● **EXTRACT TO READ**
-- begin --

By:   |   Jul 08, 2018   |   Views: 95   |   Comments: 0

Bamboo, part of the grass family Poaceae and having 1,450 different species, has been labeled the fastest-growing plant on earth. There are many diverse uses for this grassy plant. The particular species that are used in the textile industry have fibers that are very short, less than 3mm making it impossible to transform into the necessary yarn in a natural process. Therefore, the process is combined with rayon where the fibers are broken down with chemicals such as lye, carbon disulfide and strong acids then extruded through mechanical spinnerets. The end result is a "bamboo fabric" which has come under scrutiny with the Federal Trade Commission as being labeled as a natural bamboo fabric. Now the guidelines state that the product must be labeled as rayon with a statement that the product is "from bamboo".

So, if you are interested in bamboo sheets, it just makes sense to be aware of rayon. Rayon is a manufactured regenerated cellulose fiber (extracted from wood pulp) making it a semi-synthetic produced from naturally occurring polymers. It is not a natural fiber, yet it is not synthetic either. Rayon has been labeled as the most misunderstood of all fibers. Dating back to 1891, rayon is the oldest manufactured fiber developed as an alternative to silk. The characteristics of rayon include, highly absorbent, soft, comfortable, breathable, drapes well, does not build up static electricity. Rayon is also the biggest fiber competitor of cotton.

Cotton has history dating back thousands of years and is one of our oldest fibers. The world uses more cotton than any other fiber. Cotton is a white, fluffy, soft, staple fiber that grows in a boll as a natural-fiber which becomes a breathable textile that is extremely versatile. Nicknamed nature's wonder fiber as it transcends into thousands of possible products ranging from textile to food from cottonseed. All parts of the plant are useful and even the left over stalks and leaves are plowed back into the ground to enrich the soil. Although cotton is natural in and of itself, it has the drawback of infestation in the growing process where pesticides typically are used. Once manufactured, cotton is usually treated chemically to reduce the flammable nature of the finished product. Cotton provides added texture or strength when blended with other natural fibers taking advantage of its high use and versatility qualities.

-- end --

Answer these from the text on bamboo, rayon and cotton above:
1. How many different species of bamboo are there?
2. To what year does rayon date back?
3. What is done with the leftover cotton stalks and leaves?

● **PROVIDED DATA**
-- begin --

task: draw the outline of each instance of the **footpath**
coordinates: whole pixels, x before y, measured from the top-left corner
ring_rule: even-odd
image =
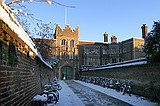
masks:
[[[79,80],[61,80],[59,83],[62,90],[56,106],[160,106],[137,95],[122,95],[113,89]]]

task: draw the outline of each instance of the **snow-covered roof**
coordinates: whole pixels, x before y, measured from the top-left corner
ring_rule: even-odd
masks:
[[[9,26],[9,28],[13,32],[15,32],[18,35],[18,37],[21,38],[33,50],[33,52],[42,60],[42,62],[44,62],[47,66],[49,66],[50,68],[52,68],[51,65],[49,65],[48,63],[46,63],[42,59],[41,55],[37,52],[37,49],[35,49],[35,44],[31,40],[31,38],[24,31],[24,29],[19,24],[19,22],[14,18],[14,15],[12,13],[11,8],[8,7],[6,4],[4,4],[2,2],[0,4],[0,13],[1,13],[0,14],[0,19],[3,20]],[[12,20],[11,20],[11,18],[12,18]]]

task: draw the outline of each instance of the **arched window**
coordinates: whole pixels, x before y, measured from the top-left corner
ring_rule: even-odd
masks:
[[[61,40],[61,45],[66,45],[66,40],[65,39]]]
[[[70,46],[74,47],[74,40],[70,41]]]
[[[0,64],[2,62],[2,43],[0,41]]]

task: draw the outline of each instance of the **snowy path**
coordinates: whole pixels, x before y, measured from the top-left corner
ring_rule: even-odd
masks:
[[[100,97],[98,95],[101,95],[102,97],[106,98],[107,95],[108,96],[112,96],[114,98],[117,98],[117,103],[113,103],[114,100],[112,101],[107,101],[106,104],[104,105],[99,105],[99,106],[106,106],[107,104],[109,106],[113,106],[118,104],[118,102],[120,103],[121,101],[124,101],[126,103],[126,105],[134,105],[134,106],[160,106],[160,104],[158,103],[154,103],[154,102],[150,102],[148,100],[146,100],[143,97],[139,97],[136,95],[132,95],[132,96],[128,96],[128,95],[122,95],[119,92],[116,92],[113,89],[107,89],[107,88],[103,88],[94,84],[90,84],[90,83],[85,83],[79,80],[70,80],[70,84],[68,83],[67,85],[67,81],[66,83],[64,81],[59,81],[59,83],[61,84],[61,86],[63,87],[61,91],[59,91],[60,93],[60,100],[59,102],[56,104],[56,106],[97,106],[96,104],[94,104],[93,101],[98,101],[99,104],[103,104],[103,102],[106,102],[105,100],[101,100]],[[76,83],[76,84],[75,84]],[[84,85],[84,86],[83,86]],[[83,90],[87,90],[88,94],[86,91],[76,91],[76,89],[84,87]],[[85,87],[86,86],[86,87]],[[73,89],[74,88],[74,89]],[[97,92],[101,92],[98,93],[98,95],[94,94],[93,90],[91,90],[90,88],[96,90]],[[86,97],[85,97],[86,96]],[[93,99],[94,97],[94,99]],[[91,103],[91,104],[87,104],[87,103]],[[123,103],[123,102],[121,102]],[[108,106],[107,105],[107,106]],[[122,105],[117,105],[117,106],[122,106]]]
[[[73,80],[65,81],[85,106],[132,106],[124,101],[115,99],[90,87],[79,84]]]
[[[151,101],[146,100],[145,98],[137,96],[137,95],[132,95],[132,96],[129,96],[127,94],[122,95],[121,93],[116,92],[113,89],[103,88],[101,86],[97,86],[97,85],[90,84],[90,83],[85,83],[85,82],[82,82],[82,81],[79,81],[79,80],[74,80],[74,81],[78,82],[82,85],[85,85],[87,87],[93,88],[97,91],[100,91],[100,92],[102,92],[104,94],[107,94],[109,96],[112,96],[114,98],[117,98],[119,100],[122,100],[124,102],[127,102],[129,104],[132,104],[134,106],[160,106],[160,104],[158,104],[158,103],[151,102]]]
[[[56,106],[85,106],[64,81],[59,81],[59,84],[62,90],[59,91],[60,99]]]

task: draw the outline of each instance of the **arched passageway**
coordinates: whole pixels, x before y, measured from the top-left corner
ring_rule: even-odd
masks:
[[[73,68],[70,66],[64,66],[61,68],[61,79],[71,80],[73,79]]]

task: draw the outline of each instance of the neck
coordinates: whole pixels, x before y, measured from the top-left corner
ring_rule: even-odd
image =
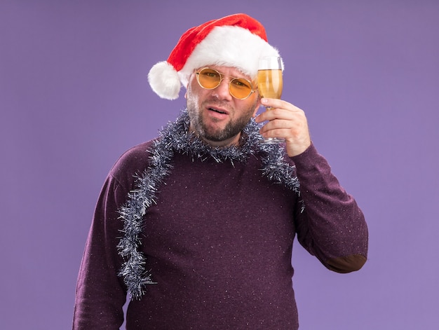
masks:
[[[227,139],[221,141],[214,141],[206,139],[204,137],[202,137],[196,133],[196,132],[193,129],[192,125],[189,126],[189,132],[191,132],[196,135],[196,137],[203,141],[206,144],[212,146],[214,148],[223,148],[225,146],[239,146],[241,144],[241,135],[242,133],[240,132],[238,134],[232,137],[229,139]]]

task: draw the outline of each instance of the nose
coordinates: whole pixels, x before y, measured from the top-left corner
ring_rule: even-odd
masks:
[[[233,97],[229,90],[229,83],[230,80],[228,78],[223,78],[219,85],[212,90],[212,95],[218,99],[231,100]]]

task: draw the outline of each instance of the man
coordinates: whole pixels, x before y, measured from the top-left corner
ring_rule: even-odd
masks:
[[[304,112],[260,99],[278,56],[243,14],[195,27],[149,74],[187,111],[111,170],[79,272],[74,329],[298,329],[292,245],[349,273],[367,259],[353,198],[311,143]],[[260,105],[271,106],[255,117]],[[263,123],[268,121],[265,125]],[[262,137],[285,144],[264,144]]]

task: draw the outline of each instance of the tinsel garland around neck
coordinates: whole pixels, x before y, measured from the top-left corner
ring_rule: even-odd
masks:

-- end --

● **WRITTEN ANSWER**
1. 1,450
2. 1891
3. They are plowed back into the ground to enrich the soil.